Data excerpts
· · · ·

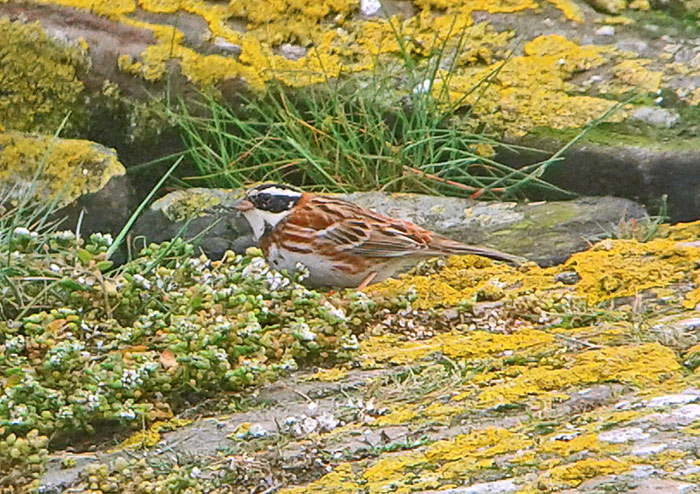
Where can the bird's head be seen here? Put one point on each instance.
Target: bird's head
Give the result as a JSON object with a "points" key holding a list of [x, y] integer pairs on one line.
{"points": [[266, 205]]}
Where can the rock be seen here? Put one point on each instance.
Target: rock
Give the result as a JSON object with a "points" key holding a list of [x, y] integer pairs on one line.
{"points": [[370, 7], [640, 172], [605, 31], [657, 117], [205, 209], [663, 486], [553, 230], [56, 169], [649, 449], [617, 436], [292, 52], [499, 486], [39, 79]]}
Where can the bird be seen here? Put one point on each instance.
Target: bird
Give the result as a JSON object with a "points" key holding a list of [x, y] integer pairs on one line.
{"points": [[342, 245]]}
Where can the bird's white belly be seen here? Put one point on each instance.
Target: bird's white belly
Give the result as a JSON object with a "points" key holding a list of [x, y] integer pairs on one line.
{"points": [[322, 272]]}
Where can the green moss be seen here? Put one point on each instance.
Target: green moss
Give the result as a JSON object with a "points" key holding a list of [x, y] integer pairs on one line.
{"points": [[38, 77], [69, 167]]}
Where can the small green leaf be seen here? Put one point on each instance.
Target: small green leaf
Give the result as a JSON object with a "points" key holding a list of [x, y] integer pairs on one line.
{"points": [[72, 284], [84, 256], [104, 265]]}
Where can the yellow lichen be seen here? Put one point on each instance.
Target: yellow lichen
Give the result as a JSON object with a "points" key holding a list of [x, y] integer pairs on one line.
{"points": [[329, 375], [609, 270], [70, 168], [151, 436], [573, 474], [632, 74], [635, 364], [624, 267], [476, 344], [332, 40], [479, 444], [338, 481], [38, 77]]}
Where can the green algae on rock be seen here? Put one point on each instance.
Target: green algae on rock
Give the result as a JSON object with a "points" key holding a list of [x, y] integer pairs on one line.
{"points": [[54, 169]]}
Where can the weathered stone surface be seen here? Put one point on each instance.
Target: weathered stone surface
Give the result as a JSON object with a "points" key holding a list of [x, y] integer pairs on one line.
{"points": [[139, 45], [641, 173], [545, 232], [54, 169]]}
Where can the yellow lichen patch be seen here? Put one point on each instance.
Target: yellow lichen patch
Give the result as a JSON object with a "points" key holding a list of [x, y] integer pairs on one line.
{"points": [[573, 474], [626, 267], [570, 56], [70, 167], [479, 444], [556, 444], [338, 481], [473, 345], [329, 375], [632, 74], [440, 411], [110, 8], [151, 436], [570, 10], [401, 415], [38, 77], [635, 364], [391, 469], [463, 279]]}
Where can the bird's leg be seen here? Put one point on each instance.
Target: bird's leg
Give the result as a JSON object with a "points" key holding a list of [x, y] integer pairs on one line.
{"points": [[367, 281]]}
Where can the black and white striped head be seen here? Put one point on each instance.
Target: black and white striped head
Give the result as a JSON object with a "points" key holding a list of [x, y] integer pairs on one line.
{"points": [[266, 205]]}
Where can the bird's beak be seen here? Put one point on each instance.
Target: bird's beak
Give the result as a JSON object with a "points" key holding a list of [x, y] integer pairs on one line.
{"points": [[243, 205]]}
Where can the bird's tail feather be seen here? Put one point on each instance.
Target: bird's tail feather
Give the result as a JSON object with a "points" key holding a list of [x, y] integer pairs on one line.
{"points": [[452, 247]]}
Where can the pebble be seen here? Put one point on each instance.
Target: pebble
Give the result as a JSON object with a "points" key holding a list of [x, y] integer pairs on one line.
{"points": [[623, 435]]}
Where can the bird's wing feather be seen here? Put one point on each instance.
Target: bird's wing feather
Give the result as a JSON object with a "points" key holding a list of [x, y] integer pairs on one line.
{"points": [[352, 229]]}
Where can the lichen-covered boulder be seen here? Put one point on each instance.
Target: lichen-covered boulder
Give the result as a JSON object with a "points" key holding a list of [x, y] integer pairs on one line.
{"points": [[38, 77], [54, 169]]}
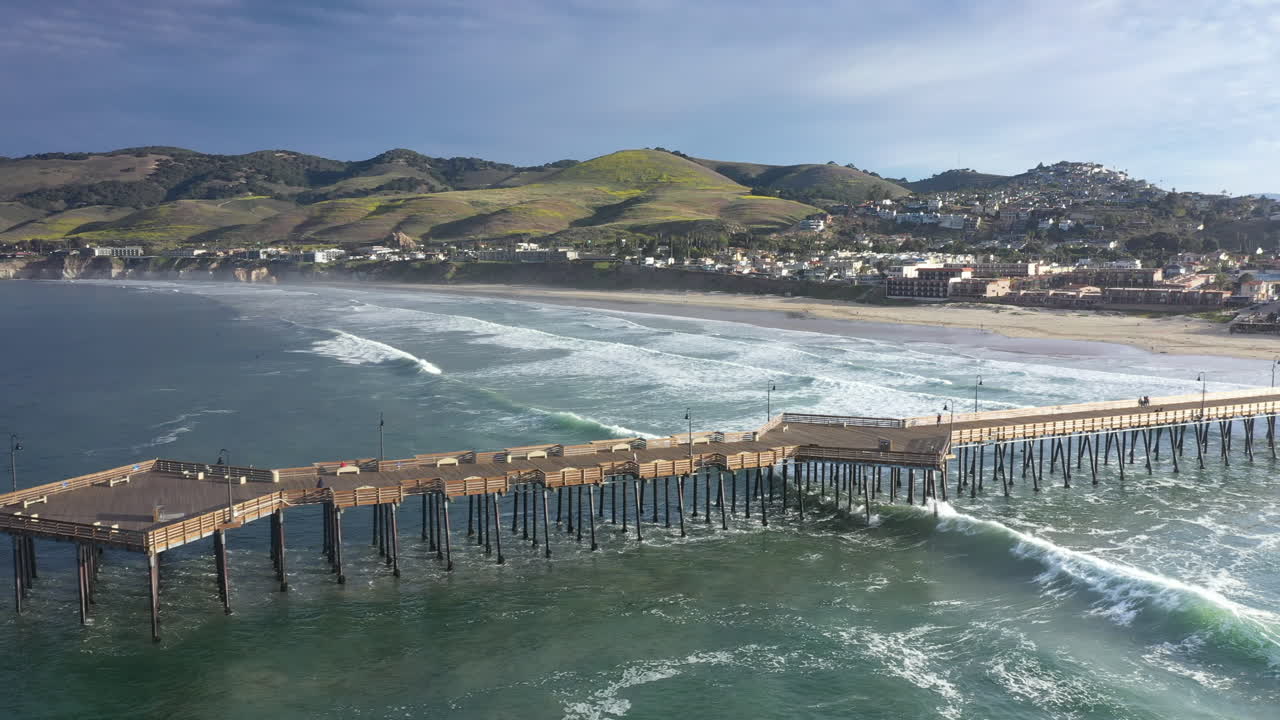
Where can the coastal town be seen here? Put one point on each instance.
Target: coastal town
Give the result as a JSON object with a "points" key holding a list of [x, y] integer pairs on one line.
{"points": [[1069, 235]]}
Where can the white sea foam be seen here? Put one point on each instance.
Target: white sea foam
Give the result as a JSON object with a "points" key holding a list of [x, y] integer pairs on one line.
{"points": [[353, 350], [1127, 591], [172, 436], [607, 701], [575, 419], [910, 656]]}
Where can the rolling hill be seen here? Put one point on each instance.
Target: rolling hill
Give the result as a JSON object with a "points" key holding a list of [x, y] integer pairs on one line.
{"points": [[955, 181], [812, 182], [182, 197]]}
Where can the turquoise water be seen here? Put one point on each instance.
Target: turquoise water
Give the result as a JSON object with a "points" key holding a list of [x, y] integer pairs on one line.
{"points": [[1156, 597]]}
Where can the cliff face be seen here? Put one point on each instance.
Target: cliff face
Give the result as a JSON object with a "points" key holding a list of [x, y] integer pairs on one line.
{"points": [[556, 274]]}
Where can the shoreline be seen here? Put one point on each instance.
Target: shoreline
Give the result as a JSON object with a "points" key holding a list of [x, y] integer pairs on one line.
{"points": [[1176, 335]]}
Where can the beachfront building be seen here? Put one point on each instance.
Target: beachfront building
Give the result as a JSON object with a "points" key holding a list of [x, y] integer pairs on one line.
{"points": [[1000, 269], [979, 287], [328, 255], [1116, 277], [127, 251], [926, 283], [1164, 296], [528, 255]]}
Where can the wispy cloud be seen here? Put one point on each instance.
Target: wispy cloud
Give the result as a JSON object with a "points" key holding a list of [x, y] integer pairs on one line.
{"points": [[1183, 92]]}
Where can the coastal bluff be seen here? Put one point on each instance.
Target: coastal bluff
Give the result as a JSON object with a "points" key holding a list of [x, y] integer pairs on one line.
{"points": [[583, 276]]}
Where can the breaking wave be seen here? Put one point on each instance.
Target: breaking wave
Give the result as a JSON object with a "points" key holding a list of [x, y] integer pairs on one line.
{"points": [[1129, 592], [575, 422], [355, 350]]}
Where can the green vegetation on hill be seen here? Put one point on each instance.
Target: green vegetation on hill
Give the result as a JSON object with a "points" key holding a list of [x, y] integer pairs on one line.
{"points": [[177, 196], [816, 183], [955, 181]]}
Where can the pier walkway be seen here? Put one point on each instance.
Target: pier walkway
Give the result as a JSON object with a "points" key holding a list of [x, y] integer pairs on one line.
{"points": [[156, 505]]}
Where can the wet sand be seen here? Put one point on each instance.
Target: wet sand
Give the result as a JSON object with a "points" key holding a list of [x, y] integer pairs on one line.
{"points": [[1179, 335]]}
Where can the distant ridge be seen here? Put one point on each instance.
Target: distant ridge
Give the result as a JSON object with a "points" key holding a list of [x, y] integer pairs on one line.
{"points": [[956, 181], [809, 182], [165, 196]]}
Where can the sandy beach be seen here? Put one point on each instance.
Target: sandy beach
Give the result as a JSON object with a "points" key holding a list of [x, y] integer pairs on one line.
{"points": [[1178, 335]]}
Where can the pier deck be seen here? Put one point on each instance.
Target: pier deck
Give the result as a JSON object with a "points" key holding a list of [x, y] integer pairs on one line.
{"points": [[156, 505]]}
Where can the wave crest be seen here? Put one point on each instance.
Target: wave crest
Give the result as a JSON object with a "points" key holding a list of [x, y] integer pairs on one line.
{"points": [[1128, 592], [356, 350]]}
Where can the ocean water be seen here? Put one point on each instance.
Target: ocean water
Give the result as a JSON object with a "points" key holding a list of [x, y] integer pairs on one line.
{"points": [[1155, 597]]}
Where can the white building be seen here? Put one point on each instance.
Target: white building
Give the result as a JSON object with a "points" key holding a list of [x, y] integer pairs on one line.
{"points": [[324, 255], [128, 251]]}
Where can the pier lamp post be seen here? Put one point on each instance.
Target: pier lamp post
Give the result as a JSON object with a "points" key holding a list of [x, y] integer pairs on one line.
{"points": [[224, 459], [951, 425], [14, 446], [1203, 383]]}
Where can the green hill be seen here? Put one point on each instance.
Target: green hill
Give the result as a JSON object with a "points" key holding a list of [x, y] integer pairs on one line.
{"points": [[60, 226], [810, 182], [179, 196], [956, 181]]}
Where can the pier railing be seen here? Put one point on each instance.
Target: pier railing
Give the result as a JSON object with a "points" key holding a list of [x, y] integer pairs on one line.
{"points": [[929, 460], [101, 477], [179, 468], [844, 420], [63, 529], [1111, 423], [1011, 414]]}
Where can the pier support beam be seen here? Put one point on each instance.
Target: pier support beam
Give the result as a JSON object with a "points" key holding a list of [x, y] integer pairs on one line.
{"points": [[547, 531], [82, 551], [393, 546], [280, 570], [337, 543], [154, 582], [497, 528], [636, 483], [19, 572], [590, 500], [224, 587], [680, 502], [448, 541]]}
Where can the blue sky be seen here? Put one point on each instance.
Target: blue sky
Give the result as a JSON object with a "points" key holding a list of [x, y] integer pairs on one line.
{"points": [[1185, 94]]}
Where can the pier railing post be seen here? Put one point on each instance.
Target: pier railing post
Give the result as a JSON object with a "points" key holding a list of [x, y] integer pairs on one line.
{"points": [[280, 570], [154, 584]]}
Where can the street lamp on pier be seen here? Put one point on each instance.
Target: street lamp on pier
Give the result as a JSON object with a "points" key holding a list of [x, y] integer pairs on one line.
{"points": [[14, 446], [689, 417], [1203, 383], [224, 459]]}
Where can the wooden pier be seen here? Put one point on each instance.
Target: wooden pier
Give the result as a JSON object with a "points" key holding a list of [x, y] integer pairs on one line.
{"points": [[156, 505]]}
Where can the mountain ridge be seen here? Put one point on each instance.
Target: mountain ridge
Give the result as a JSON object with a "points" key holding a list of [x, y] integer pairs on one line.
{"points": [[176, 196]]}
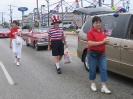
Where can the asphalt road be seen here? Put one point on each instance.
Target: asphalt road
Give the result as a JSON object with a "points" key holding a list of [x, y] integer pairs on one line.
{"points": [[36, 77]]}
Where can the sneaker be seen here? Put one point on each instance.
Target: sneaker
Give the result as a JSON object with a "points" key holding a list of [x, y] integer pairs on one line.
{"points": [[17, 63], [58, 71], [93, 87], [105, 90]]}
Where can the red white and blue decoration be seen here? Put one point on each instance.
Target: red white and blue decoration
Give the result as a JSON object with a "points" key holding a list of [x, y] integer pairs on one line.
{"points": [[55, 19]]}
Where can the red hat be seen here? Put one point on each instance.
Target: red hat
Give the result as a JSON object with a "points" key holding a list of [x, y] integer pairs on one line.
{"points": [[55, 19]]}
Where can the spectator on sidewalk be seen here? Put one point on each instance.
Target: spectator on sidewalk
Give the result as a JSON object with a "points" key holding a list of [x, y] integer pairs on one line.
{"points": [[56, 36], [97, 54], [14, 44]]}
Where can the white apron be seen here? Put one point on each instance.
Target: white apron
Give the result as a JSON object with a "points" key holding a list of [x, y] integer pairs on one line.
{"points": [[17, 48]]}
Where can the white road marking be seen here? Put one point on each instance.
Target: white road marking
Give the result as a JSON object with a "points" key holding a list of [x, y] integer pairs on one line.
{"points": [[7, 74]]}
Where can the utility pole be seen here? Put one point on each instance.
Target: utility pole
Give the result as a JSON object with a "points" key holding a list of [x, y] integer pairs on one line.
{"points": [[10, 12], [62, 11], [42, 14], [37, 13], [112, 3], [2, 16], [100, 3]]}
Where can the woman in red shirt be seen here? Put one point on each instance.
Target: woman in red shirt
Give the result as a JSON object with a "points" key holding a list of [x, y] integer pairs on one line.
{"points": [[96, 54], [15, 42]]}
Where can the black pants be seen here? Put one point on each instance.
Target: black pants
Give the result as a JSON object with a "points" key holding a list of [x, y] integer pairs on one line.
{"points": [[57, 48]]}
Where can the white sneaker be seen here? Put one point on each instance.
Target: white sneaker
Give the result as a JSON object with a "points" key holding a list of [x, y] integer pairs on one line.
{"points": [[105, 90], [17, 63], [93, 87], [15, 60]]}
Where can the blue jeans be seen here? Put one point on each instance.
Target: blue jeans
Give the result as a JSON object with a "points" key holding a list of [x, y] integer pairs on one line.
{"points": [[102, 64]]}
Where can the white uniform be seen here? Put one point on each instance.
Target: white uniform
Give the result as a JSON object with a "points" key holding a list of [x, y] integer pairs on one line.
{"points": [[17, 48]]}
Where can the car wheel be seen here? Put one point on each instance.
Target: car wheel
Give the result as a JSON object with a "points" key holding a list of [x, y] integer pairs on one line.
{"points": [[36, 46], [86, 62]]}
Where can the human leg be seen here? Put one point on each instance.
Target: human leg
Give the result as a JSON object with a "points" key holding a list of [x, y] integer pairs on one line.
{"points": [[103, 72], [92, 70]]}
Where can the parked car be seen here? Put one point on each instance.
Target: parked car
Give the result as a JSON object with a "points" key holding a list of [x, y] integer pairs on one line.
{"points": [[36, 37], [120, 33], [4, 32]]}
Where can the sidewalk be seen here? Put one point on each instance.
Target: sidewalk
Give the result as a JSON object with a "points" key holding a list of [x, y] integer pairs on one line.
{"points": [[69, 33]]}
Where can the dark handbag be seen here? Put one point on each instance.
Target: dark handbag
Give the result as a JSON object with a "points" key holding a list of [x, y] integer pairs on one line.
{"points": [[95, 53]]}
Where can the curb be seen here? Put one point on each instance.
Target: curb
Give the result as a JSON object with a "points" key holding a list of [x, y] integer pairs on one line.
{"points": [[69, 33]]}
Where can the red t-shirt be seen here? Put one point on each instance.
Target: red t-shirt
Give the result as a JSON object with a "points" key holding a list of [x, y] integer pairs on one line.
{"points": [[94, 35], [14, 32]]}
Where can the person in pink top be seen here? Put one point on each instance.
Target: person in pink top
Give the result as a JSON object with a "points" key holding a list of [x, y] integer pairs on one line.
{"points": [[56, 36]]}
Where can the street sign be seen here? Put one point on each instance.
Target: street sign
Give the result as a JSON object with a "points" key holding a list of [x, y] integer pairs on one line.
{"points": [[22, 8]]}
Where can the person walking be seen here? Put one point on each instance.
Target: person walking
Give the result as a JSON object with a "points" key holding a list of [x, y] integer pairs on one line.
{"points": [[57, 38], [16, 42], [97, 54]]}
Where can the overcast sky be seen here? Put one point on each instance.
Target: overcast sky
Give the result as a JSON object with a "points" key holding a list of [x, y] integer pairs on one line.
{"points": [[31, 4]]}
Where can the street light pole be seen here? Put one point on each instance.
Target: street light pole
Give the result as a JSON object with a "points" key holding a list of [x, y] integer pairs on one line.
{"points": [[62, 11], [42, 14], [11, 12], [2, 16], [48, 10]]}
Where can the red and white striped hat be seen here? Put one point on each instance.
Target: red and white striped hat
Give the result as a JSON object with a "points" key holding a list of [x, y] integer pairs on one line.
{"points": [[55, 19]]}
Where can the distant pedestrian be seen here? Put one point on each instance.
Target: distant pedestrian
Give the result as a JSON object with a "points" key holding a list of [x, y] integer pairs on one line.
{"points": [[97, 55], [56, 36], [15, 42]]}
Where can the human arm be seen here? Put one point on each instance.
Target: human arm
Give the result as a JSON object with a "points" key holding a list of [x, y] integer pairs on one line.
{"points": [[11, 43]]}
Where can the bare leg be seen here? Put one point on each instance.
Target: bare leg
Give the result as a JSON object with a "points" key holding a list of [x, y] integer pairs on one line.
{"points": [[60, 57], [18, 59]]}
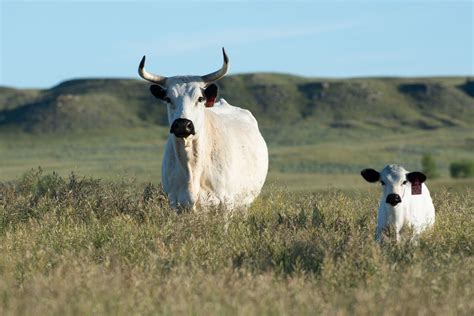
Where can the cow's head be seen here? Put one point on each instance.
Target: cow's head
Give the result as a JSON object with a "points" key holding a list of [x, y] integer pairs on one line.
{"points": [[186, 97], [396, 182]]}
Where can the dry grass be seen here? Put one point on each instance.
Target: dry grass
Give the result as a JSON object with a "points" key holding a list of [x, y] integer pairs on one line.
{"points": [[82, 246]]}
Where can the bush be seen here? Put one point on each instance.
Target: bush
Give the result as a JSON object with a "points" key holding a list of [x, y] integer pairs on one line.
{"points": [[462, 169], [429, 167]]}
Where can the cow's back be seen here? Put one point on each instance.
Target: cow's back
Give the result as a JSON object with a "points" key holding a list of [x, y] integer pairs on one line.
{"points": [[239, 155], [421, 210]]}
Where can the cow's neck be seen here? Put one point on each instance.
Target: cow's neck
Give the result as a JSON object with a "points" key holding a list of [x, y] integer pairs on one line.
{"points": [[189, 154]]}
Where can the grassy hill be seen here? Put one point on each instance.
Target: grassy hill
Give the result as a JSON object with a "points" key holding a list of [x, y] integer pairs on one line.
{"points": [[320, 132], [304, 104]]}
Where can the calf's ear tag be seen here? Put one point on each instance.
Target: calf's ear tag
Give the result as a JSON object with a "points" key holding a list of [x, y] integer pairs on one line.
{"points": [[416, 188], [210, 102]]}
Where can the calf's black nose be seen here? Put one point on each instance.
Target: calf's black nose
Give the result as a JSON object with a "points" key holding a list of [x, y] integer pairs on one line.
{"points": [[393, 199], [182, 128]]}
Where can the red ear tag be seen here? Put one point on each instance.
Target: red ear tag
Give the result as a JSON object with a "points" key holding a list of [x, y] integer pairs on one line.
{"points": [[210, 102], [416, 188]]}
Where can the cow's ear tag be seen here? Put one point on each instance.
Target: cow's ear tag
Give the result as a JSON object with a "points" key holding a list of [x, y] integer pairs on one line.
{"points": [[416, 188], [210, 102], [211, 94]]}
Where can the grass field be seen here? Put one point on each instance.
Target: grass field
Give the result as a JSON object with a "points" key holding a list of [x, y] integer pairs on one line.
{"points": [[328, 159], [83, 246], [85, 228]]}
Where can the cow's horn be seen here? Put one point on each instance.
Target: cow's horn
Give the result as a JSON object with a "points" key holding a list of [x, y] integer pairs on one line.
{"points": [[214, 76], [148, 76]]}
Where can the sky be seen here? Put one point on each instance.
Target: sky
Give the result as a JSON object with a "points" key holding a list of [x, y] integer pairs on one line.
{"points": [[43, 43]]}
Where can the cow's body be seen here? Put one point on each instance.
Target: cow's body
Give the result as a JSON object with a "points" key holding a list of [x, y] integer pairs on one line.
{"points": [[414, 209], [215, 154], [226, 164]]}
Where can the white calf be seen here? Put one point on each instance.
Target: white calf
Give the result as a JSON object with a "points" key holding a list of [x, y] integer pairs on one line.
{"points": [[405, 201]]}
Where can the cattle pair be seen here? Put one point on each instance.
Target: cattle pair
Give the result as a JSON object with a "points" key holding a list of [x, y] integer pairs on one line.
{"points": [[215, 155]]}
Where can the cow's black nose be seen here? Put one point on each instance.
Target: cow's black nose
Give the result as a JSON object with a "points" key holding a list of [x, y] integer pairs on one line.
{"points": [[182, 128], [393, 199]]}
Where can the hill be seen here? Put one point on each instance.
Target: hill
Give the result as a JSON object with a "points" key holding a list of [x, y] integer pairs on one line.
{"points": [[275, 99]]}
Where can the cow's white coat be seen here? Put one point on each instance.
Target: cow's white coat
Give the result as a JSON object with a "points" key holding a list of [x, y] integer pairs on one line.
{"points": [[415, 211], [224, 163]]}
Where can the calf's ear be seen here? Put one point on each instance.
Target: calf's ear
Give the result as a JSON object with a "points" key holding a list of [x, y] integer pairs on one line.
{"points": [[370, 175], [416, 176], [211, 94], [158, 91]]}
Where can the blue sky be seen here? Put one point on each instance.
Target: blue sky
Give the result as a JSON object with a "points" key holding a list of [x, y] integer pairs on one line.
{"points": [[46, 42]]}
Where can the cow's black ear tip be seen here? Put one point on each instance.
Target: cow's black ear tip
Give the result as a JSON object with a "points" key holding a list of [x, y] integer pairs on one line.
{"points": [[416, 176], [370, 175]]}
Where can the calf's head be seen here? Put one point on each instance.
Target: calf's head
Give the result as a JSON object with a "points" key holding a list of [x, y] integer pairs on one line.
{"points": [[186, 97], [396, 182]]}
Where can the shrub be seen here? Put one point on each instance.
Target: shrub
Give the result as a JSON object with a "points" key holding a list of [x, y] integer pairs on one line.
{"points": [[462, 169]]}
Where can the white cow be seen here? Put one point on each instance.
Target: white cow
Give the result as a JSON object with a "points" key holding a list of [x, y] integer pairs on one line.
{"points": [[405, 201], [215, 154]]}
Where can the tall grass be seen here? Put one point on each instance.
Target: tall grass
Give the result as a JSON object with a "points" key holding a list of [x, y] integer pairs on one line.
{"points": [[82, 246]]}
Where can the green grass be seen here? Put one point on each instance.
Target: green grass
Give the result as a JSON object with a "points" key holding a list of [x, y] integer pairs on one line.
{"points": [[83, 246], [331, 158], [103, 240]]}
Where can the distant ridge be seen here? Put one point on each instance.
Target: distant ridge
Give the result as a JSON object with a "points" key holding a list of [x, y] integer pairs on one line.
{"points": [[276, 100]]}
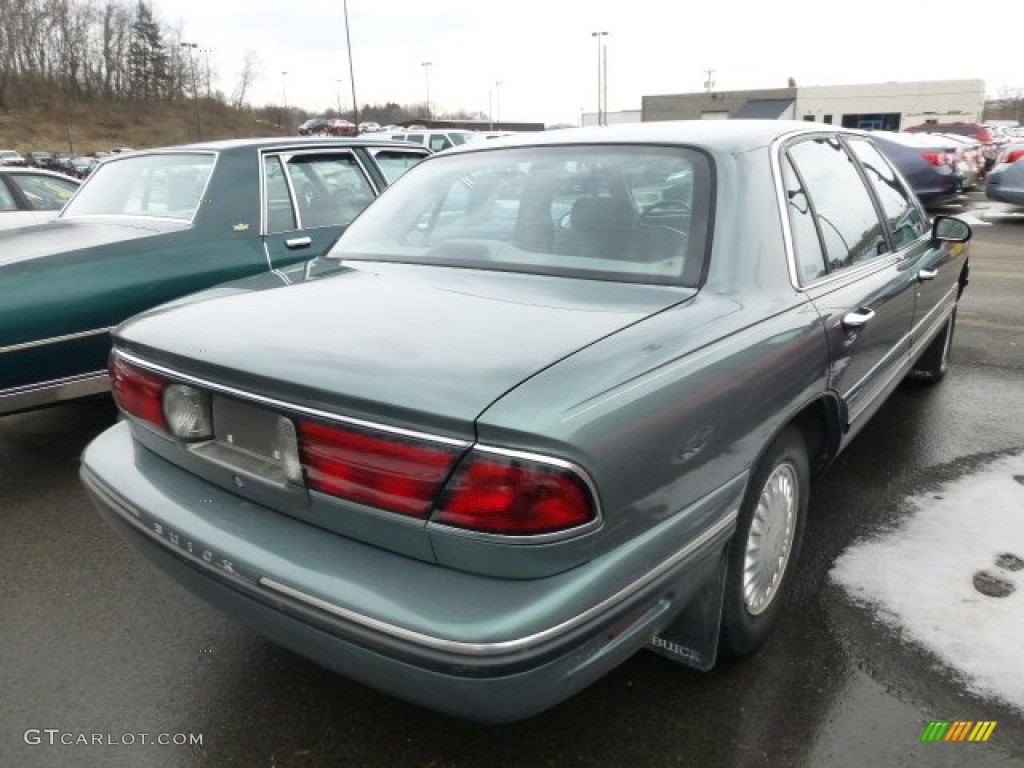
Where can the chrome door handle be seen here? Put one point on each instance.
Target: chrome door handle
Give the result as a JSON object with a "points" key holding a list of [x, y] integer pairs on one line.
{"points": [[858, 317]]}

· · · ·

Could you set down, word for word, only the lines above from the line with "Target: rolling hill" to the line with "Target: pier walkway", including both?

Target: rolling hill
Give the result as a JSON object with a "points" key holding a list of [x, y] integer pairs on one line.
{"points": [[955, 181], [812, 182], [182, 197]]}
Where can the turquoise water be seen here? Put one point on each instance.
Target: turquoise water
Give the result as a JSON object with a "points" key holding a list of [x, y] integer pairs on one line.
{"points": [[1156, 597]]}
Where can the cliff face be seen here? Put one point on each instance.
Target: cliff face
Give the result as a JSON object with a "points" key holding a list of [x, y] integer pairs on one line.
{"points": [[556, 274]]}
Where can the shoreline be seen here? Put one point on each instance.
Target: shoreline
Give the result as a JSON object with a "points" key holding a list of [x, y] integer pairs on one line.
{"points": [[1176, 335]]}
Where can the beachfront building be seen here? Put one point on each instance.
Target: beachfront building
Give the result as a JSON object with a "points" key holding a list of [x, y] integer pairs on one line.
{"points": [[1000, 269], [979, 287], [328, 255], [1116, 277], [127, 251], [926, 283], [1164, 296], [528, 255]]}
Where can the wispy cloud be seen here? Put one point on each instance.
Target: wispy cloud
Give the result as a JSON object with a "points" key holding a list of [x, y] integer pairs on one line.
{"points": [[1183, 92]]}
Where can the coastal bluff be seen here? Put one point on each instance.
Target: coastal bluff
Give the result as a JSON object with a "points" key holding a list of [x, y] integer pairs on one line.
{"points": [[583, 276]]}
Where can the breaking wave be seen here? Put one point on each instance.
Target: breaking wave
Give the result as a JSON object with a "points" key holding a list of [x, y] integer pairs on one line.
{"points": [[1129, 592], [575, 422], [355, 350]]}
Where can the green vegetation on hill be seen here? Put one point on each instance.
Target: green vegetation on hill
Give the result as a JSON object with a "points" key holding a list of [x, y] integer pairs on one line.
{"points": [[177, 196], [816, 183], [955, 181]]}
Where can the pier walkway be seen here? Put one point on each instance.
Target: pier walkway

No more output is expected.